QUOTED TEXT:

Case Status: On July 30, 2010, the Eleventh Circuit Court of Appeals reversed the district court, declaring the trigger provision unconstitutional, questioning both whether the public funds program furthered the government’s anti-corruption interest and whether it was narrowly tailored to further that interest.
CLC Position/Involvement: The Legal Center has been tracking this case.
Wisconsin Right to Life v. Brennan, 3:09-cv-00764 (W.D. Wisc)
Koschnick v. Doyle, 3:09-cv-00767 (W.D. Wisc)
Case Description: In December 2009, two cases were filed to challenge the trigger provisions of Wisconsin’s recently-enacted public financing program, as well as other program components. These cases have not yet been consolidated.
Case Status: Plaintiffs in Brennan moved for summary judgment on July 9, 2010; defendants cross-moved for judgment on the pleadings on the same date. The parties briefed these motions through August.

DATA EXTRACT:
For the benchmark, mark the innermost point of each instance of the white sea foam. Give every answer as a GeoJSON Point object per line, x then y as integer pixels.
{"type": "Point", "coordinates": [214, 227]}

INSTRUCTIONS:
#1 Using the case summary, answer these:
(a) On what date did the Eleventh Circuit Court of Appeals reverse the district court?
(b) In what month and year were the two cases challenging Wisconsin's trigger provisions filed?
(c) On what date did the plaintiffs in Brennan move for summary judgment?
#2 Write out the case summary from "Case Status: On" to "tracking this case.".

FULL SOLUTIONS:
#1
(a) July 30, 2010
(b) December 2009
(c) July 9, 2010

#2
Case Status: On July 30, 2010, the Eleventh Circuit Court of Appeals reversed the district court, declaring the trigger provision unconstitutional, questioning both whether the public funds program furthered the government’s anti-corruption interest and whether it was narrowly tailored to further that interest.
CLC Position/Involvement: The Legal Center has been tracking this case.